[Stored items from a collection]

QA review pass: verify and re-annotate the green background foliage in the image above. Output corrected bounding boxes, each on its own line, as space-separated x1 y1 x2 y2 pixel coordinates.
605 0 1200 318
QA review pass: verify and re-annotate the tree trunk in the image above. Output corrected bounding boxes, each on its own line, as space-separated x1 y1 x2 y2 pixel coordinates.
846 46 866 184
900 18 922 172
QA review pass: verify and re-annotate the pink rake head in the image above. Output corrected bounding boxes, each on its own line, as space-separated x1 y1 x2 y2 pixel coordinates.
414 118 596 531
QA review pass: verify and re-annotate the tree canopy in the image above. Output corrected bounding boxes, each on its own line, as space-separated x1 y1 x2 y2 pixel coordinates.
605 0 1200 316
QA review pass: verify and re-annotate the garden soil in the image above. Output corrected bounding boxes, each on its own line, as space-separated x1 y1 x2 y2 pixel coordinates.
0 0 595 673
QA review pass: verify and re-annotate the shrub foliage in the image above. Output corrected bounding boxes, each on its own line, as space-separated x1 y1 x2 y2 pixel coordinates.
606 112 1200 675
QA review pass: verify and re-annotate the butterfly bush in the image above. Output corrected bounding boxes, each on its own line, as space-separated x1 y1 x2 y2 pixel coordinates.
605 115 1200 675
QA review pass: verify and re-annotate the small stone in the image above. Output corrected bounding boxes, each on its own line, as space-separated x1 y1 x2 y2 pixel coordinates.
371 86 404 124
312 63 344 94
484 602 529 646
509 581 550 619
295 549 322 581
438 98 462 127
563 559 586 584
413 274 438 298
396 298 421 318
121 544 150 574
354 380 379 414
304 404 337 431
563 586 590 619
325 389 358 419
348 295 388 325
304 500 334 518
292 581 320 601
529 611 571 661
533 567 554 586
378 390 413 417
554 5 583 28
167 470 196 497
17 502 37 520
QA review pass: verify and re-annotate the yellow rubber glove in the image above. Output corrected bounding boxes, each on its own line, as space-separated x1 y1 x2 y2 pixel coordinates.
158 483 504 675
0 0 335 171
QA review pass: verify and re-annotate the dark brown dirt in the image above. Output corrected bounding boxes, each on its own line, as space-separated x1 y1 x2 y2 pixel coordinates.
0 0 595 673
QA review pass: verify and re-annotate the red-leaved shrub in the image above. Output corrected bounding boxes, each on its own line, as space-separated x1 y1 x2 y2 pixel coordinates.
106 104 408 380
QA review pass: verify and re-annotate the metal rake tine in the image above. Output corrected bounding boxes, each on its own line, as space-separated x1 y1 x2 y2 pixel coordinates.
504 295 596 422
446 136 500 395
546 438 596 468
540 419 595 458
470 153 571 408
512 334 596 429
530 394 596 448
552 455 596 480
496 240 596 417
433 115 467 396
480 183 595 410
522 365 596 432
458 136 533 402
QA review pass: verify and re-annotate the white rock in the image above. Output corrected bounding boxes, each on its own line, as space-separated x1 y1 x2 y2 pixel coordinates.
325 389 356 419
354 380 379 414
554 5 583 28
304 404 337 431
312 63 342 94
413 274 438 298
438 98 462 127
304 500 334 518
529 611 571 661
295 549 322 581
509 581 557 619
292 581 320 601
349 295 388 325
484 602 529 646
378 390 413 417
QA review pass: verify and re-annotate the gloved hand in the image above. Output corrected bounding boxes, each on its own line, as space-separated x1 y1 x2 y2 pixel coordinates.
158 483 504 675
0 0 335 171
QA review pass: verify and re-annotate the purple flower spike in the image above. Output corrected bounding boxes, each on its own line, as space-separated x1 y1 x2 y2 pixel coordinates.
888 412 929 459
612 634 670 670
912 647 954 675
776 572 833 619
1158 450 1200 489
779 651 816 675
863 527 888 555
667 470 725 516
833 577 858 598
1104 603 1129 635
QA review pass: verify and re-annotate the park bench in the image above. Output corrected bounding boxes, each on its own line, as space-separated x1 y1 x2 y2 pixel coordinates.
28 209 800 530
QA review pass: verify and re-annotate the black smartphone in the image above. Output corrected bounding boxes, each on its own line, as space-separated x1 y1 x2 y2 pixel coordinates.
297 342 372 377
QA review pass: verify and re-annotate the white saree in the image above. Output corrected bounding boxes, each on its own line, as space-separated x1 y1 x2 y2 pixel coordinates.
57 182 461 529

◆ **TASK DETAILS**
Present every line of the records above as a numbered list, omitting any blank lines.

◆ **EXERCISE RESULT**
1. QA review pass: verify and re-annotate the green background foliage in the image above. Output corrected bounding boxes, each on its own line, as space-separated x1 y1 x2 y2 pixel coordinates.
2. 605 0 1200 318
3. QA review pass: verify and re-annotate the tree trunk in the image above. Output corrected bounding boxes, each on its own line, as space-separated x1 y1 x2 y2 pixel coordinates.
4. 846 46 866 184
5. 900 18 922 172
6. QA review pass: verify and re-annotate the pink rake head in the image above. Output corrected bounding boxes, each on its own line, as space-separated x1 y1 x2 y2 pixel coordinates.
7. 414 118 596 531
8. QA review pass: verify and re-annotate the tree canopy in the image above. Output corrected bounding boxes, each on its own line, as space-separated x1 y1 x2 y2 pixel coordinates.
9. 605 0 1200 316
10. QA review pass: verify and re-annotate the garden soil in the image above. Output corrected bounding boxes, each on its own line, as space-separated x1 y1 x2 y2 pixel coordinates.
11. 0 0 595 673
12. QA review pass: verify and re-annotate the shrub foliage in the image above. Output corrected bounding boxes, each on its own line, as space-separated x1 y1 x2 y2 pixel coordinates.
13. 606 112 1200 675
14. QA review pass: verify and re-annotate the butterfly bush in the image above. Output corrected bounding boxes, each on its own line, as space-separated x1 y1 x2 y2 pixel coordinates.
15. 605 115 1200 675
16. QA review pass: verify and re-annotate the small stone in the image above. Output corrected bounding boxes, each on its own line, as space-separated x1 y1 x2 y2 pixel coordinates.
17. 371 86 404 124
18. 312 63 344 94
19. 484 602 529 646
20. 509 581 550 619
21. 295 549 322 581
22. 438 98 462 127
23. 563 559 586 584
24. 413 274 438 298
25. 396 298 421 318
26. 121 544 150 574
27. 354 380 379 414
28. 304 404 337 431
29. 563 586 590 619
30. 325 389 358 419
31. 348 295 388 325
32. 304 500 334 518
33. 292 581 320 601
34. 529 611 571 661
35. 533 567 554 586
36. 378 390 413 417
37. 554 5 583 28
38. 167 470 196 497
39. 17 502 37 520
40. QA review pass: verify and re-annotate the yellow rubber glove in the image above. Output corrected bounding boxes, each on its own line, as space-separated x1 y1 x2 y2 pixel coordinates.
41. 158 483 504 675
42. 0 0 335 171
43. QA review pass: verify and re-annotate the dark brown dirt in the image above. Output corrected bounding boxes, each on its own line, as space-separated x1 y1 x2 y2 pixel coordinates.
44. 0 0 595 673
45. QA review pass: verify and re-annotate the red-leaved shrub in the image above. Output corrected bounding boxes, each on its own line, as space-separated x1 y1 x2 y2 pixel coordinates.
46. 106 104 408 380
47. QA review pass: verify and re-annotate the metal rake tine in the image above. Output corrected bounding boxes, each on its own line, as space-separated x1 y1 x2 y2 pixel coordinates.
48. 504 295 596 422
49. 446 136 500 395
50. 546 438 596 468
51. 540 419 595 458
52. 470 153 571 408
53. 512 334 596 429
54. 530 394 596 448
55. 552 455 596 480
56. 496 240 596 417
57. 433 115 467 396
58. 480 183 595 410
59. 522 365 596 432
60. 458 136 533 402
61. QA review pass: verify and re-annotate the white rock in the image above. Output corrected bounding boxes, each on its own line, as space-separated x1 y1 x2 y2 pixel coordinates.
62. 325 389 356 419
63. 354 380 379 414
64. 554 5 583 28
65. 304 404 337 431
66. 312 63 342 94
67. 413 274 438 298
68. 438 98 462 127
69. 304 500 334 518
70. 529 611 571 661
71. 295 549 322 581
72. 509 581 557 619
73. 292 581 320 601
74. 349 295 388 325
75. 484 602 529 646
76. 378 390 413 417
77. QA review pass: verify and re-annotate the gloved hand in the image above. Output corrected bounding boxes, each on its own line, as space-separated x1 y1 x2 y2 pixel coordinates.
78. 158 483 504 675
79. 0 0 335 171
80. QA review pass: verify and re-annotate the purple flower spike in the image above. Output corrected bounding boxes, each on its own line, as space-separated x1 y1 x2 y2 pixel coordinates.
81. 888 412 929 459
82. 612 634 670 670
83. 912 647 954 675
84. 776 572 833 619
85. 1158 450 1200 489
86. 779 651 816 675
87. 863 527 888 555
88. 667 470 725 516
89. 833 577 858 598
90. 1104 603 1129 635
91. QA review pass: verify and re-annotate the park bench in the image above. Output corrected bounding boxes, each on its own line, as space-separated x1 y1 x2 y2 pixel coordinates.
92. 28 209 800 530
93. QA review pass: verify and re-annotate the black smartphone in the image above. Output corrected bounding boxes, each on its own line, as space-separated x1 y1 x2 y2 pixel coordinates.
94. 297 342 372 377
95. QA review pass: verify and re-annotate the white saree in the image above. Output corrected bounding boxes, each on its own line, as space-separated x1 y1 x2 y2 pixel coordinates.
96. 57 182 461 529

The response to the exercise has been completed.